### Activity
Pictures are not part of the copy. Reproduce all the records exactly.

### Records provided
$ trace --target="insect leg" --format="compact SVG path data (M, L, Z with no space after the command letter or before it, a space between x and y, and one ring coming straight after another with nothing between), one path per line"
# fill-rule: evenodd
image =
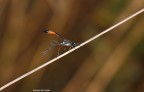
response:
M65 48L64 48L64 51L66 51L66 49L67 49L67 48L65 47Z
M57 54L57 56L60 55L60 49L61 49L61 47L62 47L62 46L60 46L59 49L58 49L58 54Z
M69 47L69 50L70 50L70 49L72 49L72 48L73 48L73 47L72 47L72 46L70 46L70 47Z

### Reply to the exercise
$ trace --target="insect leg" --format="compact SVG path data (M, L, Z with no space after the command letter or before it, a space between x and y, and one ring coming straight after another with nothing between), one path per line"
# fill-rule: evenodd
image =
response:
M65 48L64 48L64 51L66 51L66 49L67 49L67 48L65 47Z
M57 54L57 56L60 55L60 49L61 49L61 47L62 47L62 46L60 46L59 49L58 49L58 54Z
M69 47L69 50L70 50L70 49L72 49L72 48L73 48L73 47L72 47L72 46L70 46L70 47Z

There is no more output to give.